== Document text ==

Companies can no longer afford to sit on the fence when it comes to change and embracing the digital era, according to Cisco chairman John Chambers.
Speaking at the BoxWorks 2015 event in San Francisco last week, he went so far as to say that 40 percent of Fortune 500 companies will no longer exist in 10 years because of a failure to adapt to the digital era.
Whether or not that comes to pass, Cisco Canada’s president Bernadette Wightman is equally bullish on the need to accept disruption and innovation as a means to drive business forward.
“I think constant change is absolutely imperative and it’s going to happen in spite of us,” she says. “I hate feeling I’m trying to keep up and that’s why I always want to move faster because I want to be ahead of that curve and I want to be looking around those corners.”
Approaching her one-year anniversary of coming to Canada from Russia, where she was the general manager in that country and the Ukraine, Kazakhstan and other Commonwealth of Independent State countries, Ms. Wightman is convinced the environment here is ripe for success.
“It’s an interesting country, Canada,” says Ms. Wightman, who originally hails from Manchester in Britain. “We estimate there are only 1,200 companies that have more than 500 employees. So, in effect, we are a mid-market or commercial-type country.”

===

» Work instructions
1 > List every country named in the Cisco article.
2 > Write the next few paragraphs of the Cisco article, picking up after its final sentence.
The entries have no connection to the Cisco article.

== Extracted entries ==

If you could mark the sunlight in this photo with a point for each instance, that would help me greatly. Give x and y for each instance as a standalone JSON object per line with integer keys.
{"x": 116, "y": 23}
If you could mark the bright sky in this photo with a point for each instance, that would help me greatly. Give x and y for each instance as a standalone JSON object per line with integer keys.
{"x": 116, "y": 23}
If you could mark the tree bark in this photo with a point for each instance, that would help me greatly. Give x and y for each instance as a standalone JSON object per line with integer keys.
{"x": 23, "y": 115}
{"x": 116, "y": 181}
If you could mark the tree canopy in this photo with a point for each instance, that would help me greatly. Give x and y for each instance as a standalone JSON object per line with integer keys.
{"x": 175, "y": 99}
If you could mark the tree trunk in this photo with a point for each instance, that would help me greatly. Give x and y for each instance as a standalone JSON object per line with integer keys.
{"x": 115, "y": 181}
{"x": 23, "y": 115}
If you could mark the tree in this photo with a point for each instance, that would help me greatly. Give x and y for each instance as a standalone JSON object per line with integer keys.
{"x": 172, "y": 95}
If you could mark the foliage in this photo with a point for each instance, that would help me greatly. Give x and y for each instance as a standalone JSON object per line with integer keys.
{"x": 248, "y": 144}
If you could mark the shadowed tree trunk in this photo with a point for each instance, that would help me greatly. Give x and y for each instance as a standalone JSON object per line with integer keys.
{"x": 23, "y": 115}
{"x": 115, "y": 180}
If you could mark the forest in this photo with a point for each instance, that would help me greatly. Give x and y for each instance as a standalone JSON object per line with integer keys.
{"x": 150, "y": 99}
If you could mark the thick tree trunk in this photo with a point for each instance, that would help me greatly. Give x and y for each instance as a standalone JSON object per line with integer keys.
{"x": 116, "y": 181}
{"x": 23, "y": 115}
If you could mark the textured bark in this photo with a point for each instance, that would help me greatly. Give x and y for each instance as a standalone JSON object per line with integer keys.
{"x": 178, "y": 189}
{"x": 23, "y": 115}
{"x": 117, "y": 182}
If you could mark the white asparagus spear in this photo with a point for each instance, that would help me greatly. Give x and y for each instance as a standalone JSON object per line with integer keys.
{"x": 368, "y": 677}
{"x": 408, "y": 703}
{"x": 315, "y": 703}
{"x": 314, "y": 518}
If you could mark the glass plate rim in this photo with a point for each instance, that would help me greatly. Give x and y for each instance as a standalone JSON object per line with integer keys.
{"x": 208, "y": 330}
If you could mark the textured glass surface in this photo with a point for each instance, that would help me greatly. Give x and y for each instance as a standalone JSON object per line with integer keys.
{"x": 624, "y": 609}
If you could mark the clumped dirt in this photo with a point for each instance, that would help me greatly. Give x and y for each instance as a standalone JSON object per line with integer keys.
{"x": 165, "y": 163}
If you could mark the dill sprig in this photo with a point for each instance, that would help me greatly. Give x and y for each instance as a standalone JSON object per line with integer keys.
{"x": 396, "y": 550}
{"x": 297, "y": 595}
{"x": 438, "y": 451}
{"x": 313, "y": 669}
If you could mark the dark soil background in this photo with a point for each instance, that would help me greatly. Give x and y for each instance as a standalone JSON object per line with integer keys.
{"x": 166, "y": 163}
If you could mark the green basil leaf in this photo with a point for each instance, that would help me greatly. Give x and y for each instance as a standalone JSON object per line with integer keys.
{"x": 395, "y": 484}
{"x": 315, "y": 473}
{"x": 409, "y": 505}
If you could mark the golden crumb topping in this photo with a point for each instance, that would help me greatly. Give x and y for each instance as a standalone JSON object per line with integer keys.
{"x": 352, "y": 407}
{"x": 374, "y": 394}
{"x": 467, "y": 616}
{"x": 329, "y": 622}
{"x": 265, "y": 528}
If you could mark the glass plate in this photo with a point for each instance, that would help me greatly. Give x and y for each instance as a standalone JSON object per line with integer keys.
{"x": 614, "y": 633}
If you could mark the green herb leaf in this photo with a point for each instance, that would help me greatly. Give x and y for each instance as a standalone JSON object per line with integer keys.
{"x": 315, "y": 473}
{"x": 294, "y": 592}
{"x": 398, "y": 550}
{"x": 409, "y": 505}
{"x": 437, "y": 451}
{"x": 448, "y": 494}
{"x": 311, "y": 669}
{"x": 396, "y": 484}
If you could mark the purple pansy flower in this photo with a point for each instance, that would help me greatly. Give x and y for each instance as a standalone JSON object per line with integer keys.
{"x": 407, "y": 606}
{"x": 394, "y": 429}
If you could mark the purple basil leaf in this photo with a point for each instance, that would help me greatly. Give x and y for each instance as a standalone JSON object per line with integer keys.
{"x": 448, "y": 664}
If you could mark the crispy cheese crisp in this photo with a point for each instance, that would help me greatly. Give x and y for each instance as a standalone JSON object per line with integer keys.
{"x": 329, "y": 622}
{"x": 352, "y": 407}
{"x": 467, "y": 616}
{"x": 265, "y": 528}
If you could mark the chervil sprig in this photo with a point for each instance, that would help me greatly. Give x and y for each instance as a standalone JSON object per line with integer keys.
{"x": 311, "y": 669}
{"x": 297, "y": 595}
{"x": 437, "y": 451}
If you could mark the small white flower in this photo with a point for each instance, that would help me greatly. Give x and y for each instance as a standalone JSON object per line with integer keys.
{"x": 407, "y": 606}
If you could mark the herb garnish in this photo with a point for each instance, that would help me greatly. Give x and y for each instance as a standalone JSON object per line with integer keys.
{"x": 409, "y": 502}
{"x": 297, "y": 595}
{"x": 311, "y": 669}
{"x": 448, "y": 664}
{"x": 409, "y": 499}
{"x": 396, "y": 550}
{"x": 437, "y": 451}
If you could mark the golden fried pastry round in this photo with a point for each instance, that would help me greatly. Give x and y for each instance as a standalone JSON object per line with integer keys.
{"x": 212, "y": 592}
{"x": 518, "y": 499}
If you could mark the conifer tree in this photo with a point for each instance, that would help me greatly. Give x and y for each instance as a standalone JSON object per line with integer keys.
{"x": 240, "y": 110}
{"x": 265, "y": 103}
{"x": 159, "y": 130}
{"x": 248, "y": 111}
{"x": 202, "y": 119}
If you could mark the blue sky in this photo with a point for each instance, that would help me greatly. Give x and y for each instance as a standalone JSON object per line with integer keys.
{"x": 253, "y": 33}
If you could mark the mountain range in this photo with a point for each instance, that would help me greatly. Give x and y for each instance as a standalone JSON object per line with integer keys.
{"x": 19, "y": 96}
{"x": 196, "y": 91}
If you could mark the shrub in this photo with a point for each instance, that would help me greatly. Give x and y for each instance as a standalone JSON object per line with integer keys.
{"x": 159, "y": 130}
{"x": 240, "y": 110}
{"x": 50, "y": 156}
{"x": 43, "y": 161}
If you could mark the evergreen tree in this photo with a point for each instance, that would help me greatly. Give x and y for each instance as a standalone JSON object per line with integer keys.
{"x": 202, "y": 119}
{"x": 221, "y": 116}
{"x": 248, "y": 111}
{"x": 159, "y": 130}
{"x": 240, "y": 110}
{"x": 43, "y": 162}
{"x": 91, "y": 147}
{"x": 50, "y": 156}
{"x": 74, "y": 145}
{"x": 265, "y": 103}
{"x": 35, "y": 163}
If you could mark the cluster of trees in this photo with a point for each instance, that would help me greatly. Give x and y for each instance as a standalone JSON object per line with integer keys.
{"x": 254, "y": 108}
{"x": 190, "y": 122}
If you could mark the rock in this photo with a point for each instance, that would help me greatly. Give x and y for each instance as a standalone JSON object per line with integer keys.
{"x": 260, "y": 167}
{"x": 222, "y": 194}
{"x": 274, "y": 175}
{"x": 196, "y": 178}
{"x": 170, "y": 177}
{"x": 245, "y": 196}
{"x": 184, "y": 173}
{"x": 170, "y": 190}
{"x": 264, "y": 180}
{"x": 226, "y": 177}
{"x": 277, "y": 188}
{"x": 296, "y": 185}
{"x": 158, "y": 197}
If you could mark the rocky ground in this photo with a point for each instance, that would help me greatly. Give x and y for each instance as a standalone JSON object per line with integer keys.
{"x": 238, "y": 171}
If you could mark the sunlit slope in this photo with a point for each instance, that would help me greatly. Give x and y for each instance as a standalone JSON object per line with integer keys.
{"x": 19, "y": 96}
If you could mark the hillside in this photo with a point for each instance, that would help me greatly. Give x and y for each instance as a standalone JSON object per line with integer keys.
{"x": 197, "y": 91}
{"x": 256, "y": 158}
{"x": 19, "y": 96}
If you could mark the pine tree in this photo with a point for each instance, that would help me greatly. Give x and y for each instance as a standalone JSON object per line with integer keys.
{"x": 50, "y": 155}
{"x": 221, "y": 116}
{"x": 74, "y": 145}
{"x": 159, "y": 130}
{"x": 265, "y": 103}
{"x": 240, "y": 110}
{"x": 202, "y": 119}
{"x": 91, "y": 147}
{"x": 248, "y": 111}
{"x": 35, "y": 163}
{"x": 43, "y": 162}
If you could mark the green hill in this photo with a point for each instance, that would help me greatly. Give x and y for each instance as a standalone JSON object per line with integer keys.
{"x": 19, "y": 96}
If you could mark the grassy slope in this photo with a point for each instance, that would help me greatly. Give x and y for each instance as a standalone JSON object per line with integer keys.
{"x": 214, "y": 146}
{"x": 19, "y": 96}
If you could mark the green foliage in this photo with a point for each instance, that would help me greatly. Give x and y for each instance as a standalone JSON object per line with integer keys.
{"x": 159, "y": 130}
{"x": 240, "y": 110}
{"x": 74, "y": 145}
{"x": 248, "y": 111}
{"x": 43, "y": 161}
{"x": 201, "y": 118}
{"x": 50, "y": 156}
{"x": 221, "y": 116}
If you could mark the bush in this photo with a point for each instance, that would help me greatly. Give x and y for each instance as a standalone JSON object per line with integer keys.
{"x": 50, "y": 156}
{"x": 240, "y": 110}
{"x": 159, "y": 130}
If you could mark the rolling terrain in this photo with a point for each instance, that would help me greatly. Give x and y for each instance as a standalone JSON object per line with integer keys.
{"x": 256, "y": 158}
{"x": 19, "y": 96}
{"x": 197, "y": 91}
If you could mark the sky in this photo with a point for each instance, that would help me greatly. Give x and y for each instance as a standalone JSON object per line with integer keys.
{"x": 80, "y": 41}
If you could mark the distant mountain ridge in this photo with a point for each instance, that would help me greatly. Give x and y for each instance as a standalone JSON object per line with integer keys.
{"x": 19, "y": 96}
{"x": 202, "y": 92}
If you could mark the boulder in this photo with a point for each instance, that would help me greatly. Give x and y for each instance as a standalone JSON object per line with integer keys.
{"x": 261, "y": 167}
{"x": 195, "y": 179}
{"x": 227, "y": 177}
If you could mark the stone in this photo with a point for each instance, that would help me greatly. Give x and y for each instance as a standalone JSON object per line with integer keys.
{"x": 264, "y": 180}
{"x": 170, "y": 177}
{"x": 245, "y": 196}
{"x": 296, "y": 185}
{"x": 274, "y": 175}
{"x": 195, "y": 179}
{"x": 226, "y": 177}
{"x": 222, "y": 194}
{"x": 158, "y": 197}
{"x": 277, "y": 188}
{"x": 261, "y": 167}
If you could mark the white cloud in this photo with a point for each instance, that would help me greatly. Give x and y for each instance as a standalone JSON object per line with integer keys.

===

» Answers given
1 > Canada, Russia, Ukraine, Kazakhstan, Britain

2 >
One of the factors that helps propel companies that are competitive in an era of digital change is nurturing the businesses that have potential to reach scale, she adds.
She cites the need to “see the unicorns,” which are small startups that eventually reach a valuation of more than $1-billion. While she acknowledges that Canada doesn’t have as many of those as it perhaps should, she says that is because of a lack of investment further down the scale.
To that end, in the past year Cisco has made significant investments into companies such as Bit Stew Systems, a Burnaby, B.C.-based industrial analytics software developer, and Cambridge, Ont.-based cyber security service provider eSentire Inc.
“If we want disruptional[sic] things happening at the top, we actually have to look further down and look at how we’re investing in those businesses,” Ms. Wightman says.
Going against established conventions are what propelled Ariel Garten, the c-founder and chief executive officer of InteraXon Inc., to create the Muse headband, the company’s flagship product, a few years ago. As a practising psychotherapist with a keen interest in fashion and science, Ms. Garten was fascinated by the thought of using brainwaves in computing technology.
Muse helps people to increase focus and reduce stress with the aim of learning to meditate effectively.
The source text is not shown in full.